Exercise description. Extract every line of the data below that contains the string "wheel". Case counts.

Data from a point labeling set
════
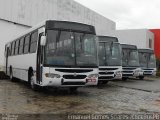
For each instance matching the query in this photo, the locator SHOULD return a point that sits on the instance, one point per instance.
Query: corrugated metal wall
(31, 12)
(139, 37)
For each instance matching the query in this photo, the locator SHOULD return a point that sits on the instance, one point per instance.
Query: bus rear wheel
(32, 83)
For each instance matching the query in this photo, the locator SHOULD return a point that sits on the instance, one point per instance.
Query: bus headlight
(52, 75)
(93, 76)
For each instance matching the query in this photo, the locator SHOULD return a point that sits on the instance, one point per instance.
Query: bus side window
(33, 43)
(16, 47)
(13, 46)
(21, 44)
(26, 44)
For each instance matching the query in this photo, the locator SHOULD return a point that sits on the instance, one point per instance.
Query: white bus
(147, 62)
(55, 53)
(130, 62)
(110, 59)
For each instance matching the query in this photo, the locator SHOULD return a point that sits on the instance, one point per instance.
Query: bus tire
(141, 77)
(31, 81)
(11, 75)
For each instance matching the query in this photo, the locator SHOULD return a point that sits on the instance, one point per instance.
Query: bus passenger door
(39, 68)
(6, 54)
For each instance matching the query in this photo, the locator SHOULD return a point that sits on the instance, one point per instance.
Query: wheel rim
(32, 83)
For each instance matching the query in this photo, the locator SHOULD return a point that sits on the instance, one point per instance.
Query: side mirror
════
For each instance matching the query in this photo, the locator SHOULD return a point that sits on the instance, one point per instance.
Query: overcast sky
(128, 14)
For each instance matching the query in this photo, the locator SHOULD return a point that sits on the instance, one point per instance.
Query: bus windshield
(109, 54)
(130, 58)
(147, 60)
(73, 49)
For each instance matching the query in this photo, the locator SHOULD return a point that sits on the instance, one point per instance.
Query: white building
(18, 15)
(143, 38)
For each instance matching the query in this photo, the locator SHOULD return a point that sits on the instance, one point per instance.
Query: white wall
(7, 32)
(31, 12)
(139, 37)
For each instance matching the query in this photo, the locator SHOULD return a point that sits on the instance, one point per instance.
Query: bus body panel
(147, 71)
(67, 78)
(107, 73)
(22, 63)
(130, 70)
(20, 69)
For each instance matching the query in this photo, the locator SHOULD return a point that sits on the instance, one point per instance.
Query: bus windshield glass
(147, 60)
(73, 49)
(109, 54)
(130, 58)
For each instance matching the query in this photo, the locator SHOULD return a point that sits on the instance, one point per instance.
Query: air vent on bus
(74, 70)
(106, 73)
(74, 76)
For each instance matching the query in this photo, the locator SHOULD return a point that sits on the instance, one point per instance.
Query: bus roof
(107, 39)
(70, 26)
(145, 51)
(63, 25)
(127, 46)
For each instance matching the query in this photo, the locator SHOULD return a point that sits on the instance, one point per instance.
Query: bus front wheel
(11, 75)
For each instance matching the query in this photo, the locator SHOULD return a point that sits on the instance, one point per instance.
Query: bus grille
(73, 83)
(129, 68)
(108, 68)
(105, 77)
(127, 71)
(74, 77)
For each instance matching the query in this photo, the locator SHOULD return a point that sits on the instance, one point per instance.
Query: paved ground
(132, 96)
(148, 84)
════
Solution.
Query: bus rear wheel
Query: wheel rim
Query: bus front wheel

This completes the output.